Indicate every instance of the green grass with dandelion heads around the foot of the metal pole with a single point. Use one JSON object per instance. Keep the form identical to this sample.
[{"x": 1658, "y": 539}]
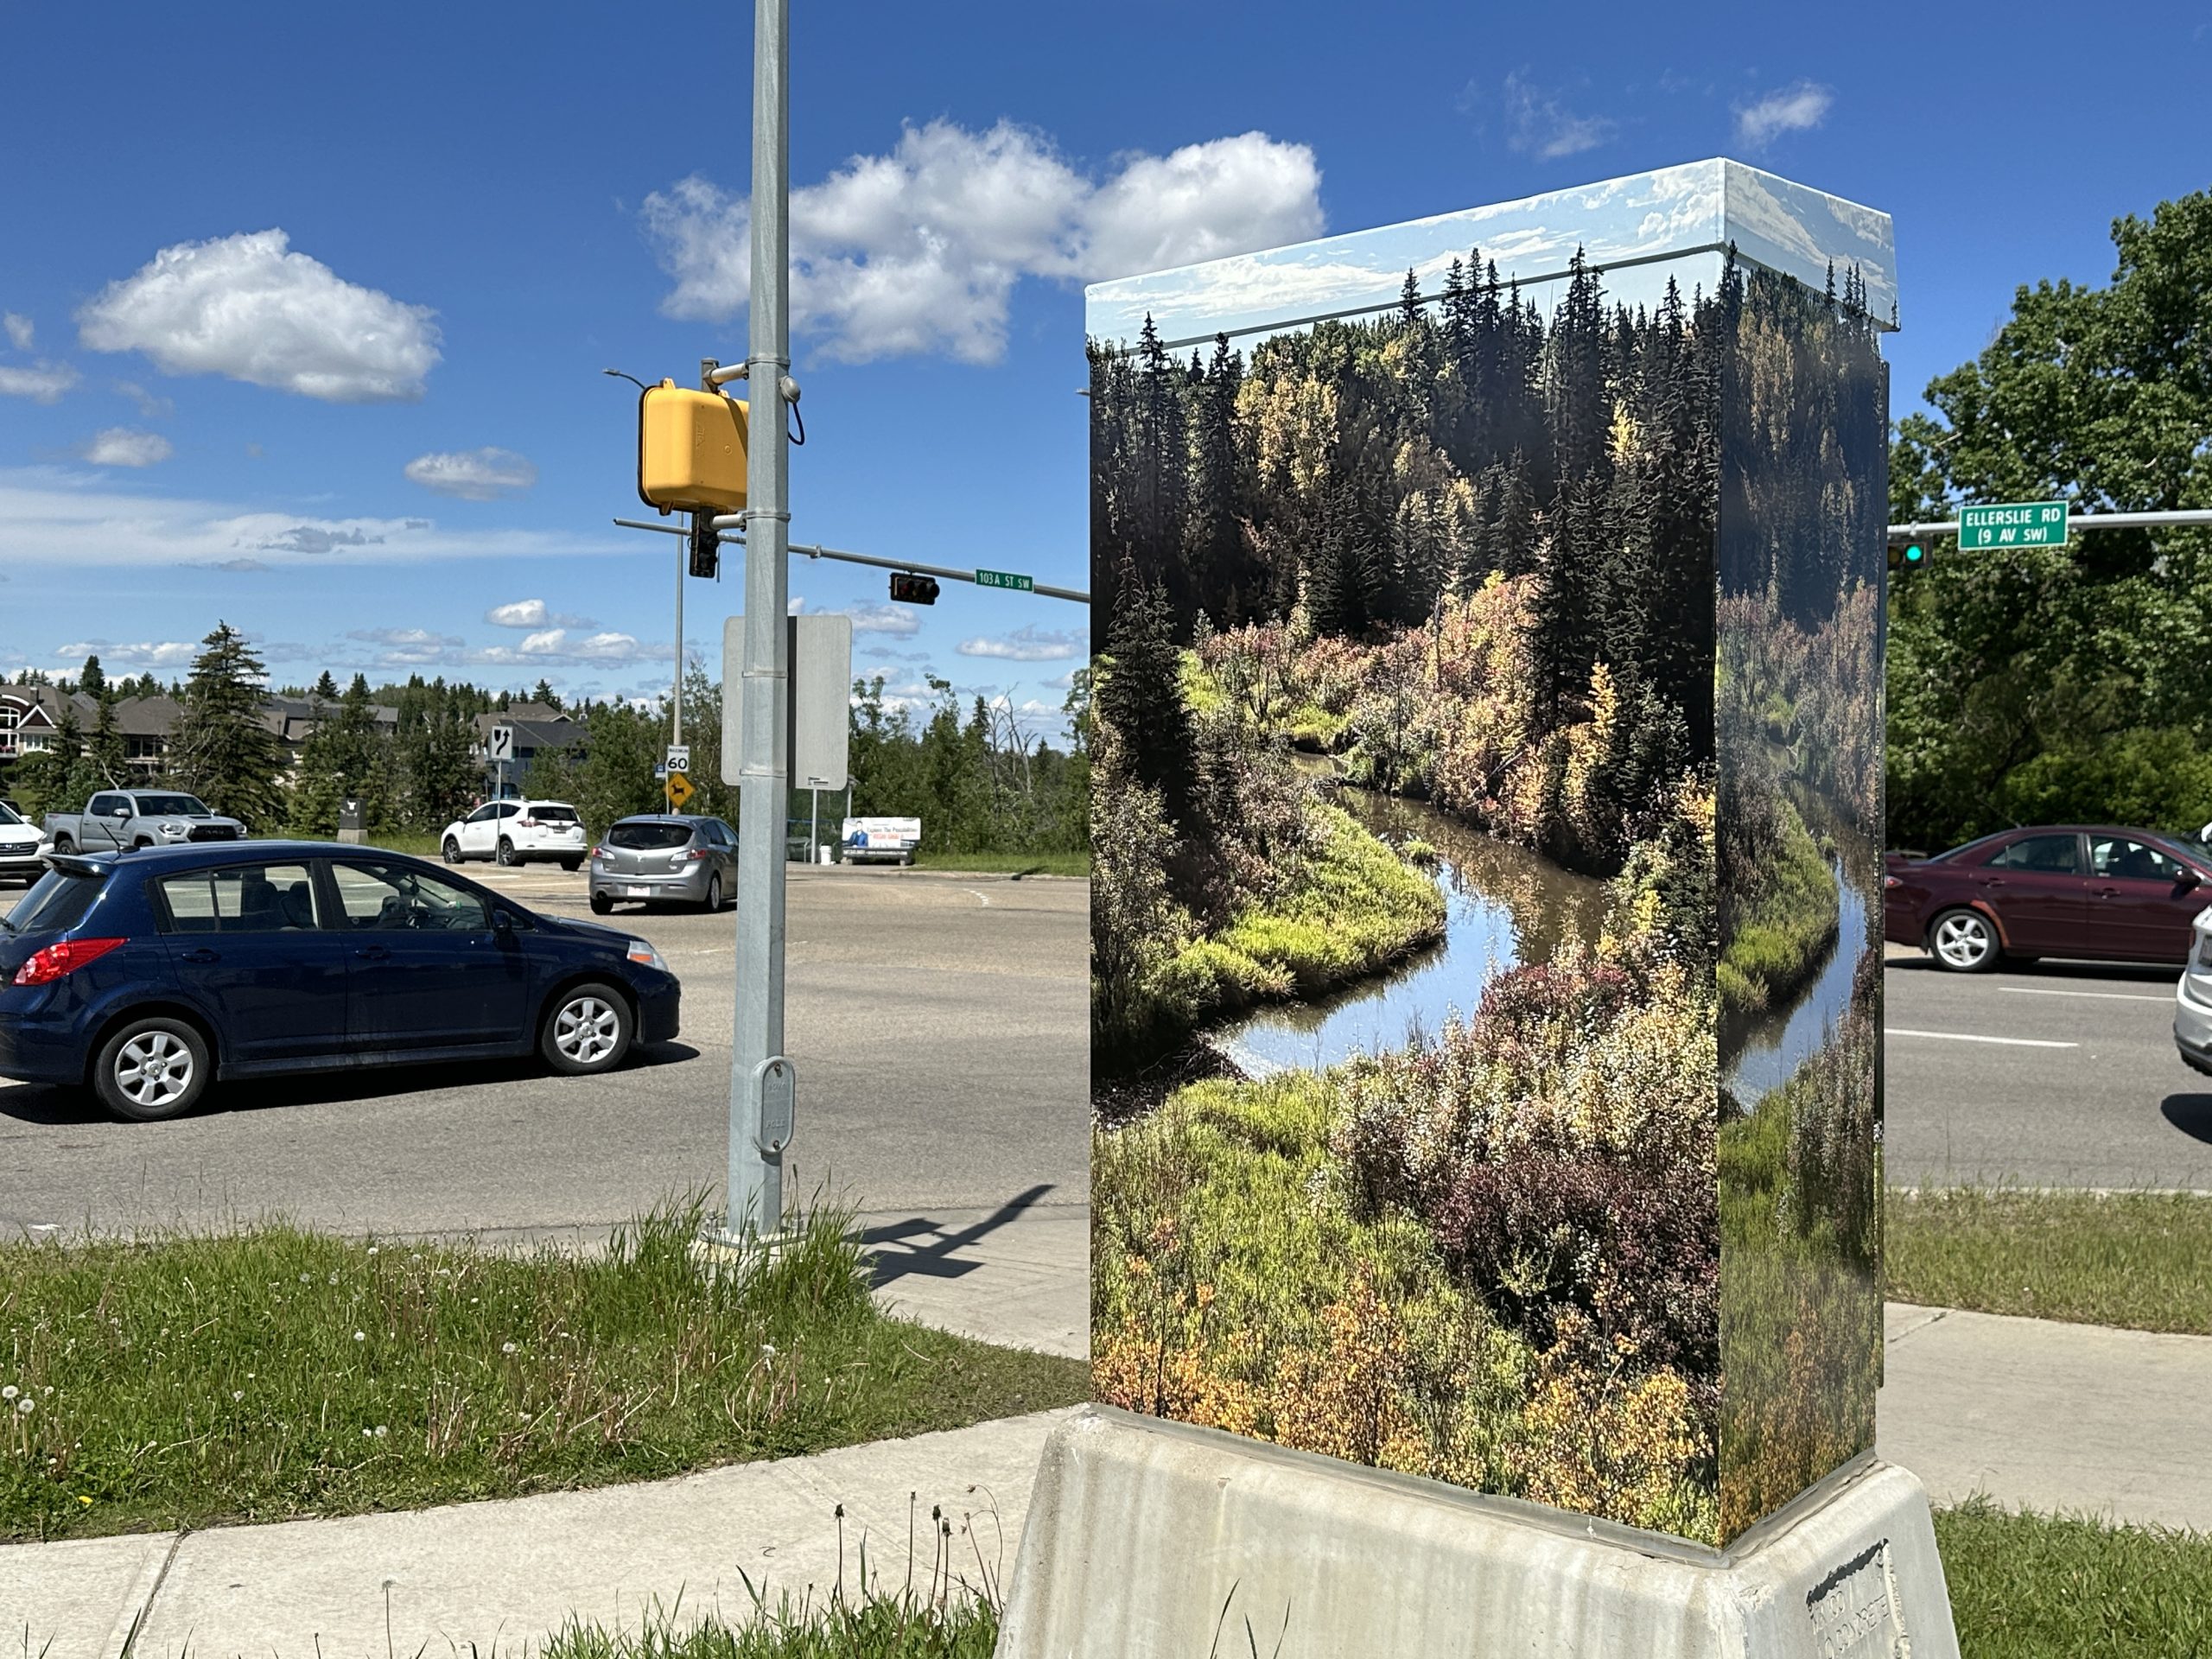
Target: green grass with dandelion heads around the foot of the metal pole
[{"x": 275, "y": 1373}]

--

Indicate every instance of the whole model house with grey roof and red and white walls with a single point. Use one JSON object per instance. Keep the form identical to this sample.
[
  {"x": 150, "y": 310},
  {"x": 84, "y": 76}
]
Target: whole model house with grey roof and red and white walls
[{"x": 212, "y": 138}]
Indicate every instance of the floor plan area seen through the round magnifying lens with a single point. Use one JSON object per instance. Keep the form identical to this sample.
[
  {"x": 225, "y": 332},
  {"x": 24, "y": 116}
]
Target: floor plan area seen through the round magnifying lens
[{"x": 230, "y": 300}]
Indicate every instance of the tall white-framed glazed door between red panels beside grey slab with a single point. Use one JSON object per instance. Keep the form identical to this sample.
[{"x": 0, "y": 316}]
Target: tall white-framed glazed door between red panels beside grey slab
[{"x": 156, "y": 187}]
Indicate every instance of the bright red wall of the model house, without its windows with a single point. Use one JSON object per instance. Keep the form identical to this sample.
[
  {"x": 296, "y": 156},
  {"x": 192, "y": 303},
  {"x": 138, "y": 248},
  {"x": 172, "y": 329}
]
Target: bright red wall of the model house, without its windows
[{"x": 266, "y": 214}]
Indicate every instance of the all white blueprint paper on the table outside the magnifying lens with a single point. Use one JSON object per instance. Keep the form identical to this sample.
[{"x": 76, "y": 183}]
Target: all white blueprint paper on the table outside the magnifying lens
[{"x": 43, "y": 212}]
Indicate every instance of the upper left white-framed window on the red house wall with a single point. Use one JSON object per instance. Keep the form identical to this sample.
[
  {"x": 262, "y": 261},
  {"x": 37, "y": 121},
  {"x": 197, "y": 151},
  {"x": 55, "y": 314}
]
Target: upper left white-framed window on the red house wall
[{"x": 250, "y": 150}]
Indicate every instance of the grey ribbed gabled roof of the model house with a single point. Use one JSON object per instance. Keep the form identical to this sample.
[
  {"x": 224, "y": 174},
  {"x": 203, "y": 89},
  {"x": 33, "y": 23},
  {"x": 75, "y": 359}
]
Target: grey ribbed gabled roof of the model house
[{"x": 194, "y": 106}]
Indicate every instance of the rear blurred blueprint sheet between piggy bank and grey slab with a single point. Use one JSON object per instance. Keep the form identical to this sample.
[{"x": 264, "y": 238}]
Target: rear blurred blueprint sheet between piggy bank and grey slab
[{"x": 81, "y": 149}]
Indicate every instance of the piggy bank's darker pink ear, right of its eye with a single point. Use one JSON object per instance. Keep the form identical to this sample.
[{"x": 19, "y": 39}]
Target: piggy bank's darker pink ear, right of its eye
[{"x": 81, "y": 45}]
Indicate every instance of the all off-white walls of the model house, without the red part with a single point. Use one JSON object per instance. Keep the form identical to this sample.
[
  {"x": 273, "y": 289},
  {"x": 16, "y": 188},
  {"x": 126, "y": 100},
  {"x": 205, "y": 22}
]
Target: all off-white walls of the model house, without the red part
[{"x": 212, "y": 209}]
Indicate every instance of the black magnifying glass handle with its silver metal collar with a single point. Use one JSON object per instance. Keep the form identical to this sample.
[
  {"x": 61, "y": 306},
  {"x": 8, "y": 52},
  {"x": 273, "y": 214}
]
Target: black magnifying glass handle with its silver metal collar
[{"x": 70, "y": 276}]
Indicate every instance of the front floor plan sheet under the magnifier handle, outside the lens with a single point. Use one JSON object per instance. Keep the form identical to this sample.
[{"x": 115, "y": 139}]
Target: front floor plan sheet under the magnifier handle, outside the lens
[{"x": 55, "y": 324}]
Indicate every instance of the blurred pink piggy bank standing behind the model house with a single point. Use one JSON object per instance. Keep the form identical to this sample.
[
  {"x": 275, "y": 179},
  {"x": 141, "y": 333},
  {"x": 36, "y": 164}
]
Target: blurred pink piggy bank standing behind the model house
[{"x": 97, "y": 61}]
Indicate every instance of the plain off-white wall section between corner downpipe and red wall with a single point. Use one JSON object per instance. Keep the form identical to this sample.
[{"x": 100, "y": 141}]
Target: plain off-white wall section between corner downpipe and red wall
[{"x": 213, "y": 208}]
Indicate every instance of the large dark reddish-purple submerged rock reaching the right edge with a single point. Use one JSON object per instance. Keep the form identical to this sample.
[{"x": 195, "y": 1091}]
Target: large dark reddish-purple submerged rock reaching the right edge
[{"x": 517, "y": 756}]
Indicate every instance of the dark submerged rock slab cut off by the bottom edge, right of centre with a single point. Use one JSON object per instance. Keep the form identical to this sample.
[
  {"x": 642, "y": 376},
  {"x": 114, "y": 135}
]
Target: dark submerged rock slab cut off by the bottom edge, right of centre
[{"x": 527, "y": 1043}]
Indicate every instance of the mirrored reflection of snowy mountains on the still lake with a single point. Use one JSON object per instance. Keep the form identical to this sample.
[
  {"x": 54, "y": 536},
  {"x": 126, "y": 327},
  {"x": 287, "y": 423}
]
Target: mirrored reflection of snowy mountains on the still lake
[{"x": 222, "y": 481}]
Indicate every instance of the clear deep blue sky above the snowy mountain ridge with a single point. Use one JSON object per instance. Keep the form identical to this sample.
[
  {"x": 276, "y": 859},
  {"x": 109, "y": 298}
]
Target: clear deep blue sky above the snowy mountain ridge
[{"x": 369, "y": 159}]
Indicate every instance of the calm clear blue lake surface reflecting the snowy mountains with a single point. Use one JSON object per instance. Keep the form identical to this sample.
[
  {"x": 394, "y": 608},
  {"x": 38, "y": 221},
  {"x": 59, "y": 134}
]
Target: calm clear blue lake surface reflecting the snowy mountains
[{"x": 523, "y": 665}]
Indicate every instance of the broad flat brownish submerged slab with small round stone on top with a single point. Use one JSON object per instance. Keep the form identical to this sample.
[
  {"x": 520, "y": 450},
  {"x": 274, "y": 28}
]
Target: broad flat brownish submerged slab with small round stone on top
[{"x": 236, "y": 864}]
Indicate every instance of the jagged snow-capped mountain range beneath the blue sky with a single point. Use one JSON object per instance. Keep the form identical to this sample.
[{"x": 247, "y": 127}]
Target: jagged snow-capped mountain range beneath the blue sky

* * *

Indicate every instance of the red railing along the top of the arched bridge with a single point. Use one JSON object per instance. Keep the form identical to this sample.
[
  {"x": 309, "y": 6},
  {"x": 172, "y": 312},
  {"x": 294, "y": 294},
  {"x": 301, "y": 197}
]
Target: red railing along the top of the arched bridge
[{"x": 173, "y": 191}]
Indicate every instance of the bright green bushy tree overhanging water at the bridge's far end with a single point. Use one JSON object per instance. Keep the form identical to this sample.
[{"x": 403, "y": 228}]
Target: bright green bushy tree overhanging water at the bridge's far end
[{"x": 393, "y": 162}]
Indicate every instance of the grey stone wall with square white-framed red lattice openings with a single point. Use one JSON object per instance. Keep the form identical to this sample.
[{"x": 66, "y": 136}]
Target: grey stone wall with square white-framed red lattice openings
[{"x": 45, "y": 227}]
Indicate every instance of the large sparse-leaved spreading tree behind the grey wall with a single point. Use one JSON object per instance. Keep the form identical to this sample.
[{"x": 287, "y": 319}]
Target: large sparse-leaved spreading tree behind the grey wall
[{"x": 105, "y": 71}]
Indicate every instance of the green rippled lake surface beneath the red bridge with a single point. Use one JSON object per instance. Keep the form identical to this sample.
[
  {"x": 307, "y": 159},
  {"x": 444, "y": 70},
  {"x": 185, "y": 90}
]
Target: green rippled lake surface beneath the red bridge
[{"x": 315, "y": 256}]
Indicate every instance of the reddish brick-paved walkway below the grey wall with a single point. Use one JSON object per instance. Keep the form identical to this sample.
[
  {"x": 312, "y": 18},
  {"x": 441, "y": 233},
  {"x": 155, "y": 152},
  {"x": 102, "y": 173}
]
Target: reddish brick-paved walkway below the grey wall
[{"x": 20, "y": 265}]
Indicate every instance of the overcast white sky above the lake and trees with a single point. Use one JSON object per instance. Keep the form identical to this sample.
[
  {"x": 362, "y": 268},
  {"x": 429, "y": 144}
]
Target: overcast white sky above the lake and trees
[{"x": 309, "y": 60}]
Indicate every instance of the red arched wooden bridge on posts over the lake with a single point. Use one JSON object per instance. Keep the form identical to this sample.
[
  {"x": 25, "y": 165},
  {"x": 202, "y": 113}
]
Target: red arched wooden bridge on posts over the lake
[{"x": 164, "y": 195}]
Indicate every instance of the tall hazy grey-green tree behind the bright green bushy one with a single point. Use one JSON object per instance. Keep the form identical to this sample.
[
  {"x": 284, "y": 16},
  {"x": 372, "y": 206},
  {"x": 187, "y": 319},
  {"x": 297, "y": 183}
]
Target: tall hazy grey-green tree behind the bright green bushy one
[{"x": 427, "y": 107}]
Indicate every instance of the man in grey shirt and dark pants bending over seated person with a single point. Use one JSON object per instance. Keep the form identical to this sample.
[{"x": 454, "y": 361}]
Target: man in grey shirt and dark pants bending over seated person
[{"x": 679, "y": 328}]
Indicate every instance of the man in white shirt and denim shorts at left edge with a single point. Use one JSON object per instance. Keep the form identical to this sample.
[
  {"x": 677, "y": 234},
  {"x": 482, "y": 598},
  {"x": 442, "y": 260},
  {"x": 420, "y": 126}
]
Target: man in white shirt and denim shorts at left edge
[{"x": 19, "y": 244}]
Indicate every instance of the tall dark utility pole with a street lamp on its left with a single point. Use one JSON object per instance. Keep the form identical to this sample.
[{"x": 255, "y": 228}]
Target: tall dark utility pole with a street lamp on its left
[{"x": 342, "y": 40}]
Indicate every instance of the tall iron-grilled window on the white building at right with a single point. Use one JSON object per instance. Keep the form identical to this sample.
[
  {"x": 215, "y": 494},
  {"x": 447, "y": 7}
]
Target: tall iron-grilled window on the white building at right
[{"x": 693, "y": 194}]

> [Work request]
Check each line of the entries above for the string "jagged", and return those that contain it.

> [Solved problem]
Indicate every instance of the jagged snow-capped mountain range beneath the blue sky with a single point. Use one JSON object per instance. Keep the form identical to this sample.
Target: jagged snow-capped mountain range beneath the blue sky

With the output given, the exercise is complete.